- _WHAT TO WORK ON_: Will you transcribe every line of the stored items below word for word, leaving out the pictures?

--- Begin RECORD EXTRACTS ---

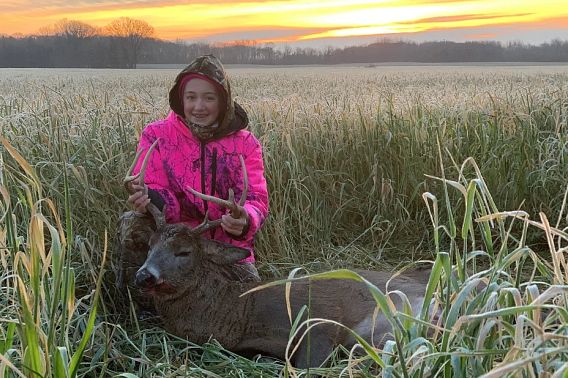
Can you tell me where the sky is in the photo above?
[0,0,568,48]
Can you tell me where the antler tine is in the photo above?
[187,155,248,232]
[122,139,166,228]
[187,211,221,235]
[239,155,248,206]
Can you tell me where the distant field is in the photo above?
[0,65,568,377]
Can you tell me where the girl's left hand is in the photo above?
[221,205,249,236]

--- End RECORD EXTRACTS ---

- _TASK SOLUTION_:
Can you tell me where the sky is in the photo above?
[0,0,568,48]
Can you tell me where the antler tine is in the photo above?
[187,155,248,232]
[122,139,166,228]
[187,211,221,235]
[239,155,248,206]
Can you tell me where the distant field is in the photo above?
[0,65,568,377]
Can you tell me where the girl's left hand is in the photo above?
[221,205,249,236]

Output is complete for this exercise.